INFORMATIE TOEPASSEN:
1. Hoeveel stoelen waren er volgens de tekst over de herdenking neergezet?
2. Pak de tekst over de herdenking op na de laatste zin en schrijf hem verder.

OVERGENOMEN TEKST:
<<<<

Zanger/acteur Boudewijn de Groot haalt
                   
                   
                   
                   
                   
                   
                   
                   
                   
                   
                   
                   
          
als kampkind een lied aan dat hij voor zijn
                   
                   
                   
                   
                   
                   
                   
                   
                   
                   
                   
          
in juni 1945 overleden moeder schreef.
Een vrouw veegt tranen uit haar gezicht als De Groot citeert uit een lied dat hij samen met een
vriend schreef 'voor mijn eigen dodenherdenking'. "De dodenherdenking van mijn moeder, 22 juni
1945. Nederlands-Indië, m'n moeder, Ik mis ze soms, maar ik weet er weinig van". Boudewijn de
Groot omschrijft het als een lied van een kind zonder moeder voor een moeder zonder kind. "Een
facet van de oorlog samengevat in één zin. En wellicht dat ik ooit, oud en verteerd, op het
laatste momen nog als een kind zal roepen: 'Ik wil mijn moeder terug!'" Instemmend geknik vanonder
de volle zon op het grasveld bij het monument.
Winnie Sorgdrager
Tweeduizend stoelen zijn er neergezet, vijfhonderd meer dan vorig jaar, en allemaal zijn ze bezet.
Naast de stoelen vele honderden mensen die de ceremoniële kranslegging volgen. Tijdens de
bijeenkomst in het Nederlands Congres Centrum, traditiegetrouw vóór de kranslegging, heeft
oud-minister van justitie Winnie Sorgdrager – haar vader werd door de Japanners gedwongen aan de
Birmaspoorlijn te werken en haar moeder heeft in een kamp gezeten – in een toespraak een beeld
gegeven van die tijd. "Ik ben er dankbaar voor dat ik heb kunnen studeren. Ik weet dat er veel
vrouwen zijn, zoals mijn moeder, die eigenlijk geen jongemeisjestijd hebben gehad. Met 14 jaar in
het kamp, op je 18de eruit, met 19 getrouwd en nog voor je 21ste een kind. Een man die moet
studeren, maar heel veel ziek is, als gevolg van de oorlogstijd".

>>>>

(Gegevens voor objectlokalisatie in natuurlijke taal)

<<<<

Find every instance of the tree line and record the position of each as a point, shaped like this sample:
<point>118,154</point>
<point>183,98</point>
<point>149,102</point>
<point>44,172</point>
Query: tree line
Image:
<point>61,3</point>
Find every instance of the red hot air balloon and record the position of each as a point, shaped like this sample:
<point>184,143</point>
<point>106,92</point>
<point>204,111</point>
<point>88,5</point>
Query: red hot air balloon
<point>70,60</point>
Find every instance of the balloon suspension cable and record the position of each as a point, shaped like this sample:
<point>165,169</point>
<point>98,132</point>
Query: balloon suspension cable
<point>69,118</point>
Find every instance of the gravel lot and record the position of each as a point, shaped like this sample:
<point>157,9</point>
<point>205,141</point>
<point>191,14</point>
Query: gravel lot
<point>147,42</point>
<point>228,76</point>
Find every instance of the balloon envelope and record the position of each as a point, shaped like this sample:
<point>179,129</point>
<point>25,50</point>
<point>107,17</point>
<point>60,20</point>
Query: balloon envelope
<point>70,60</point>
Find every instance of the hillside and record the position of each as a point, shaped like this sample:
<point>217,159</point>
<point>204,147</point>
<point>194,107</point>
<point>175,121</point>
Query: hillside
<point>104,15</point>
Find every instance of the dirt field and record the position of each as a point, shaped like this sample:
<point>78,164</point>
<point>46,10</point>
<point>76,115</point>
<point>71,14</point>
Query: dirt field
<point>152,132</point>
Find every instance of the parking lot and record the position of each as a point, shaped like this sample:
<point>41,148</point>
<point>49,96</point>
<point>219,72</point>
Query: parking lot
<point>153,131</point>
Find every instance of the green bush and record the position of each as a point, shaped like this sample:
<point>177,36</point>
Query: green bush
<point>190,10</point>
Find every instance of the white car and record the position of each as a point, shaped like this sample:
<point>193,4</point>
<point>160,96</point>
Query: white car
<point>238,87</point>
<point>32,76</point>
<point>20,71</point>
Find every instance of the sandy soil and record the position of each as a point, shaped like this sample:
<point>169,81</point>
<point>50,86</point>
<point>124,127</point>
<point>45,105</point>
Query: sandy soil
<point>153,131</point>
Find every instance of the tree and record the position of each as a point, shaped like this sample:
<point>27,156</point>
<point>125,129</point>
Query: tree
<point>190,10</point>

>>>>

UITGEWERKTE OPDRACHTEN:
1. Er waren tweeduizend stoelen neergezet, vijfhonderd meer dan vorig jaar.

2.
Sorgdrager vertelt over haar beide zonen die in Japan het museum in Hiroshima bezochten dat is
gewijd aan de atoombom. Ze misten er de context, waarin de bom is gevallen. "Geen melding van
Pearl Harbour, niets over Indië. Het is jammer dat op deze manier Japanse jongeren onvoldoende
worden geconfronteerd met hun eigen geschiedenis. Dat die gecompliceerd is, moet daarvoor geen
beletsel zijn. Ook onze geschiedenis is dat. In Nederland waar we ook nog steeds bezig zijn met
de verschillende aspecten van onze verhouding tot Duitsland en de Duitsers. In Indonesië, waar
onze vrijheid werd afgenomen door de Japanners, maar waar we zelf ook de rol van koloniale
mogendheid vervulden. Waar we – terecht – onszelf nu kritisch bekijken en ons afvragen of we toen
met het begrip 'menselijke waardigheid' zo zijn omgegaan als we nu van anderen vragen daarmee om
te gaan. Een zoektocht, die niet moet eindigen in een schuldcomplex, maar in een volwassen manier
om met andere culturen om te gaan". Na de voordracht door Gilius Grutterink, leerling van het VCL,
het Indisch Onze Vader, het luiden van de Indische Klok, één minuut stilte, het hijsen van de
vlag en het Wilhelmus, wordt een groot aantal kransen gelegd, waaronder die door betrokkenen en
premier Balkenende en staatssecretaris Ross namens de regering. Het reclamevliegtuigje met een
spandoek van http://www.svjappenkamp.nl/ – van de
Stichting Vervolgingsslachtoffers – is dan al uit het zicht verdwenen.